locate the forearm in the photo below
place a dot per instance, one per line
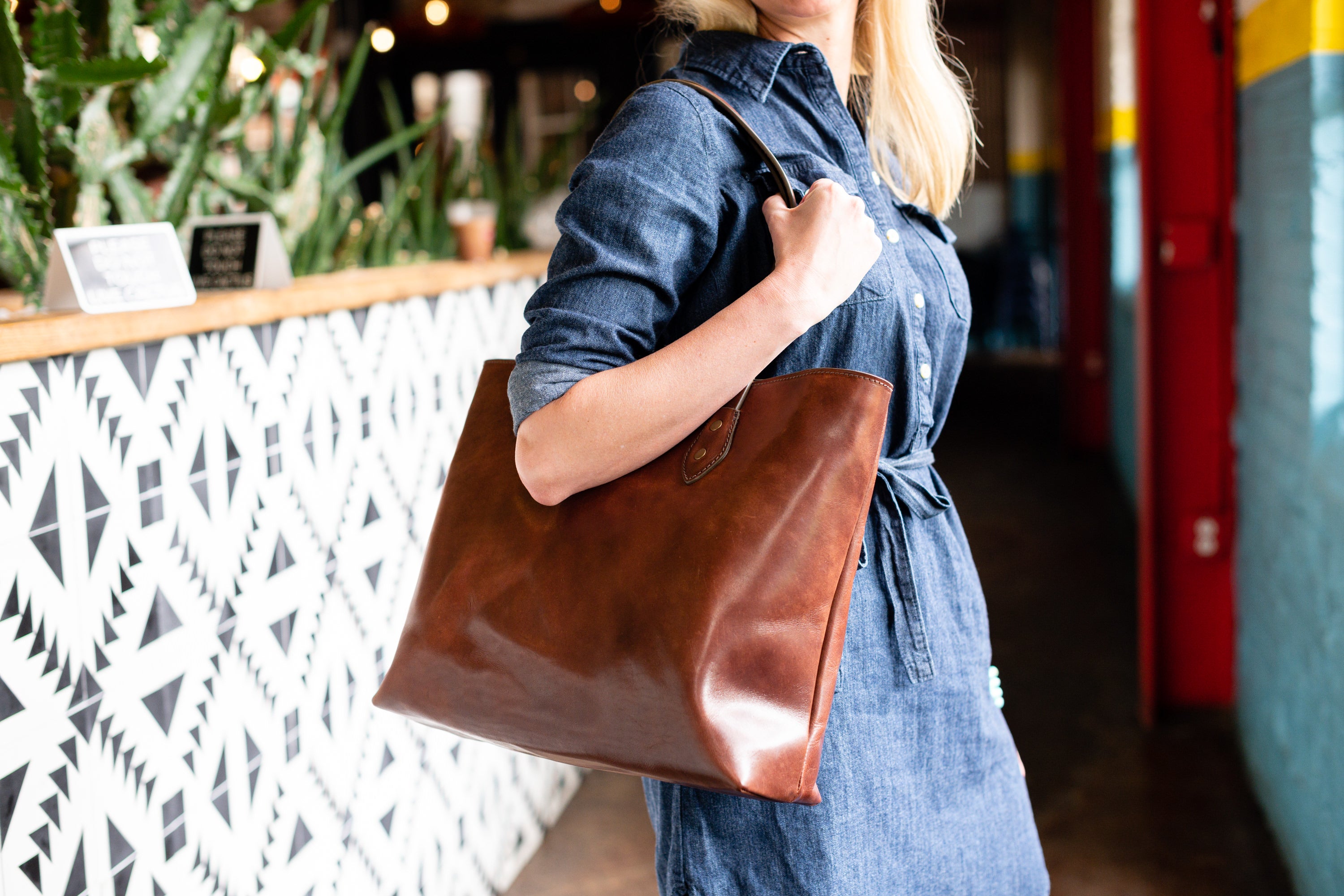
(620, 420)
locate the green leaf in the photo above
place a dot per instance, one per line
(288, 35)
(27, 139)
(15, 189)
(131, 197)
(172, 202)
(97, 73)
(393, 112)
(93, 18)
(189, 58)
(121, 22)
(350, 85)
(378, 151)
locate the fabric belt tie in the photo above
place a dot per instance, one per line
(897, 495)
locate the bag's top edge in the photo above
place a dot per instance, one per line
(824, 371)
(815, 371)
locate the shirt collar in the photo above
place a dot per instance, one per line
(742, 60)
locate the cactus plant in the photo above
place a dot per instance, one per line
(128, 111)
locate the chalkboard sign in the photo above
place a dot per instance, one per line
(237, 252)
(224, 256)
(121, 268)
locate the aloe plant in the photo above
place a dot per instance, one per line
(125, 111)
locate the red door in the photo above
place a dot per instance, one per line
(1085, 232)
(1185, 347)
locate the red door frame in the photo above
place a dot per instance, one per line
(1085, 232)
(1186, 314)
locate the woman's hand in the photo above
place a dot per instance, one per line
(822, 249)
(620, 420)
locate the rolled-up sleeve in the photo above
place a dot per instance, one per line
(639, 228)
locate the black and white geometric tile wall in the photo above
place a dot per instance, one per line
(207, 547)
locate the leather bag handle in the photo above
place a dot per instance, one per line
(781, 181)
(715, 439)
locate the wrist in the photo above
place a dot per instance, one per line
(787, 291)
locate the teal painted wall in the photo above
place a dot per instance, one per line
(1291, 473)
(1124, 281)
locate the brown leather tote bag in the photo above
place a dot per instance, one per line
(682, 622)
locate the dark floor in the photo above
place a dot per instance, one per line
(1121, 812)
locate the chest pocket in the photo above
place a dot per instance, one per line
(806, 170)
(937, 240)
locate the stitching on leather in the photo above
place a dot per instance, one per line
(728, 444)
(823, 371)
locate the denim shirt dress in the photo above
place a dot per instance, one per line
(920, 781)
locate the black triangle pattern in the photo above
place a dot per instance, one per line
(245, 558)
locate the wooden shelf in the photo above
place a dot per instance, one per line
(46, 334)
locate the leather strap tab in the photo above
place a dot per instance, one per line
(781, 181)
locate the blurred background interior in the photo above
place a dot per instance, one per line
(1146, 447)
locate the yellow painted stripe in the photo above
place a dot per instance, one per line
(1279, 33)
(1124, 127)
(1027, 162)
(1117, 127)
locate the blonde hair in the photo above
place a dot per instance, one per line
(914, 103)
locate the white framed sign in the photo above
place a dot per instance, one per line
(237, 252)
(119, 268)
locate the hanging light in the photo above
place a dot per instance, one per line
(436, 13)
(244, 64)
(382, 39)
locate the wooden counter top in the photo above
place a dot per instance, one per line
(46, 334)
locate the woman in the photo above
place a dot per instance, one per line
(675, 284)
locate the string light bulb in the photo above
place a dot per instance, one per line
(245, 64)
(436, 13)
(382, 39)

━━━━━━

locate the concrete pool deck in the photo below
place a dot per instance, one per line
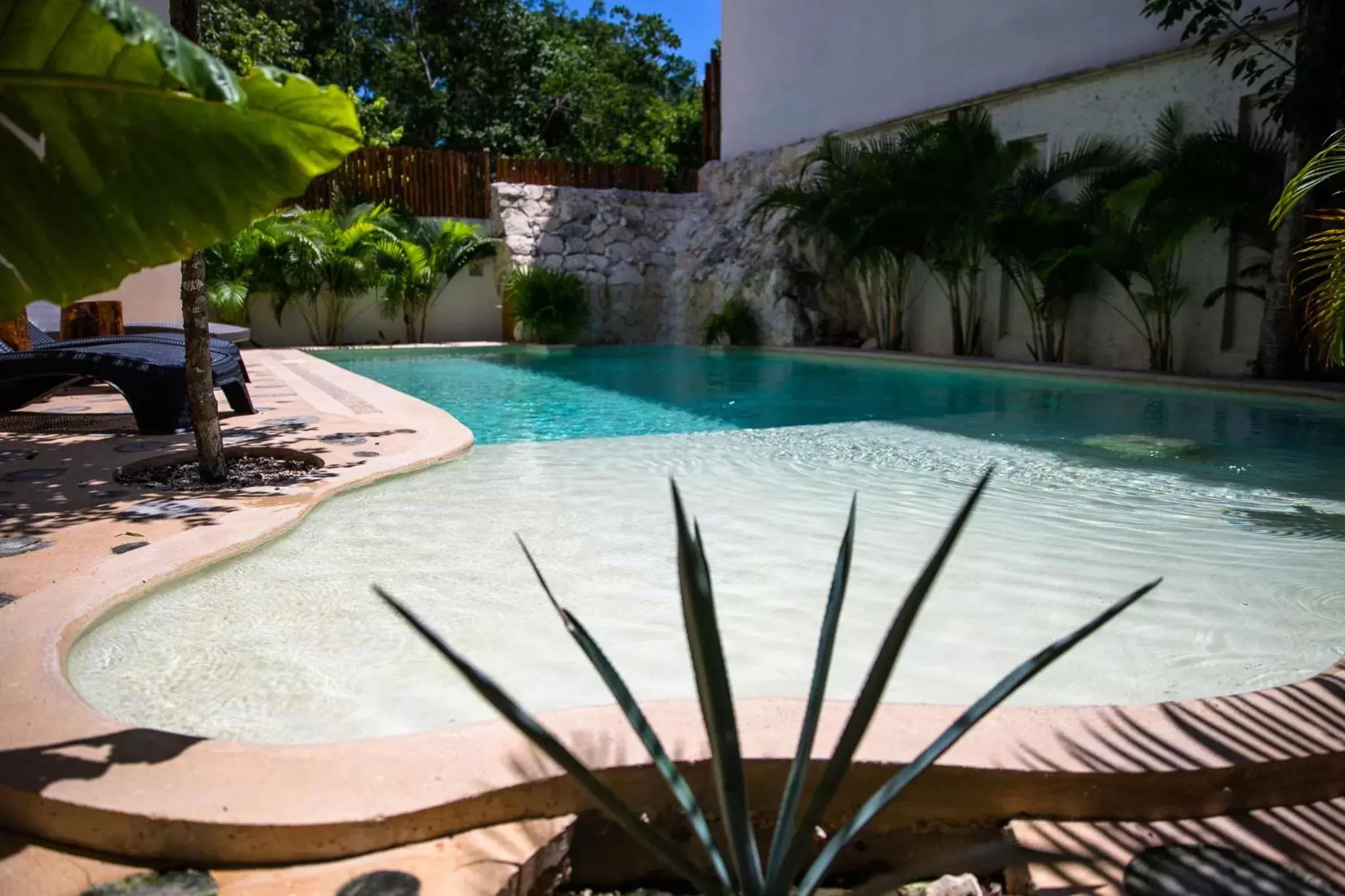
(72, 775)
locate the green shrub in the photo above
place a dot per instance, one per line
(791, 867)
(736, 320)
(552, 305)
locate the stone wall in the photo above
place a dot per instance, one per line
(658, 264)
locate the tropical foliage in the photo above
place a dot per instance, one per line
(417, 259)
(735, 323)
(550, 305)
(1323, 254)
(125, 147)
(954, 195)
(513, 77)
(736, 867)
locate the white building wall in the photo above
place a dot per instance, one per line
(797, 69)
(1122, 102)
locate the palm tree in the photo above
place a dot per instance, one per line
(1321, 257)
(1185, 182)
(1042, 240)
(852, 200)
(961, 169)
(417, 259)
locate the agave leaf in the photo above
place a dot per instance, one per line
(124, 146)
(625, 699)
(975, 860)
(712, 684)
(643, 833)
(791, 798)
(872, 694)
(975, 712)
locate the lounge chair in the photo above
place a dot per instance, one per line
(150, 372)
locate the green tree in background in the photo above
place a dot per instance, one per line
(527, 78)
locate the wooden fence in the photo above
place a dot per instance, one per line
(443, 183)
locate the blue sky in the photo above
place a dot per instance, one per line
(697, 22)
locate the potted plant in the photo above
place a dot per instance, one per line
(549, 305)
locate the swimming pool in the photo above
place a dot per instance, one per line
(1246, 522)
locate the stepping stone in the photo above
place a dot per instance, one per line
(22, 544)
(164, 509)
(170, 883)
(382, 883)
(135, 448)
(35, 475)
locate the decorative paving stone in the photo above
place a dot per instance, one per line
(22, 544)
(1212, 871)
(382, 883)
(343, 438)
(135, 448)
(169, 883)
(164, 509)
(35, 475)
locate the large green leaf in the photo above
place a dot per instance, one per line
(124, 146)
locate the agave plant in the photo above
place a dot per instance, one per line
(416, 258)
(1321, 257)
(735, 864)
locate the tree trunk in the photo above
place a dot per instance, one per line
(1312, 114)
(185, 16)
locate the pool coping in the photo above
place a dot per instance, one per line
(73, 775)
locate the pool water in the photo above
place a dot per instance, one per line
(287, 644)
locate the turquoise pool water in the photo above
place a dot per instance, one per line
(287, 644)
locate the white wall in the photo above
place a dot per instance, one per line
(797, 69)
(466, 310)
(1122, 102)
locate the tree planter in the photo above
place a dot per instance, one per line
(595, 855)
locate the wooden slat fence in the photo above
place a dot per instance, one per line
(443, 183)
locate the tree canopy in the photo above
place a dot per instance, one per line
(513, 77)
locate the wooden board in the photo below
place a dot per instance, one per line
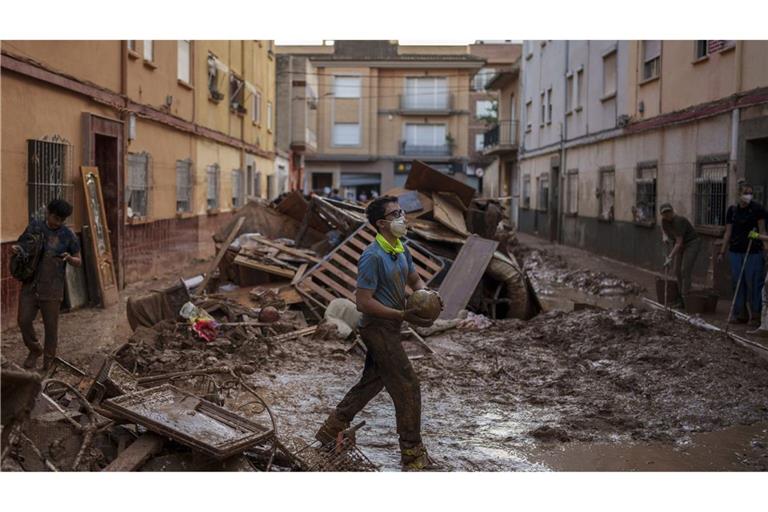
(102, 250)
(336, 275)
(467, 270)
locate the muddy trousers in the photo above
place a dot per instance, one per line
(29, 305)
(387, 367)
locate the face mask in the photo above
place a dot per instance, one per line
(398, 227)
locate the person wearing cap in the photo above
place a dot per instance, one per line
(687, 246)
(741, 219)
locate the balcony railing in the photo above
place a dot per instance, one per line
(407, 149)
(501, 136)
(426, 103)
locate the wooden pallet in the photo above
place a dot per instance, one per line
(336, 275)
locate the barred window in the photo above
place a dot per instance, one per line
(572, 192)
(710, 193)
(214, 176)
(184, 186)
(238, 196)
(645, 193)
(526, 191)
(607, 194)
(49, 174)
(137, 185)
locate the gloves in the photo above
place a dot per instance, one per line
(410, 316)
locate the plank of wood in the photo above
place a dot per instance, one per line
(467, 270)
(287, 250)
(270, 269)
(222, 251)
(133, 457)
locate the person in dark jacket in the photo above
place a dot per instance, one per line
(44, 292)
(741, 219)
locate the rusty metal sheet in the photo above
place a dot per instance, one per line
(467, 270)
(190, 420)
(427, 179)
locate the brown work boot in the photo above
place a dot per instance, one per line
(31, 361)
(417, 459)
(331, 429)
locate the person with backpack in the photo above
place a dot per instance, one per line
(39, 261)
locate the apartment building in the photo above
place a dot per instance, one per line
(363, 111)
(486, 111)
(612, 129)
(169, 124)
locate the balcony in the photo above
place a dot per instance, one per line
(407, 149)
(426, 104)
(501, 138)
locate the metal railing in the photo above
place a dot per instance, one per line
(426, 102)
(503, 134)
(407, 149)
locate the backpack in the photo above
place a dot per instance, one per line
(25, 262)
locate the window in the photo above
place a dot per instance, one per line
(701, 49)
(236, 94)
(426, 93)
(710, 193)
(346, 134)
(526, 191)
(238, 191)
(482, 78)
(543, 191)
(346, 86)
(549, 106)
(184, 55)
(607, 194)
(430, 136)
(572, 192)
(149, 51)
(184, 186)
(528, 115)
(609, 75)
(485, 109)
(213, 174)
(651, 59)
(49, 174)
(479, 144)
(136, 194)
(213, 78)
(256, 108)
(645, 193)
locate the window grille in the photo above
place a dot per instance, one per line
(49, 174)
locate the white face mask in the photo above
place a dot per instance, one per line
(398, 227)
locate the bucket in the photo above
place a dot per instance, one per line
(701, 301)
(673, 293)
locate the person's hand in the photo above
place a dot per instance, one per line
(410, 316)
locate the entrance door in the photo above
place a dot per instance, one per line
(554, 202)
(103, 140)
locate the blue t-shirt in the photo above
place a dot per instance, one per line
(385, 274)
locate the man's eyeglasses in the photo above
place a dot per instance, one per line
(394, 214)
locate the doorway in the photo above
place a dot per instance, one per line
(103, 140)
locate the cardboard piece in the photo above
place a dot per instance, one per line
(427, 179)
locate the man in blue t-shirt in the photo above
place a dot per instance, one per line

━━━━━━

**TASK TO CARRY OUT:** A single number is the answer here: how many lines of the material contain the string "balcony"?

**PROBLEM SOLUTION:** 2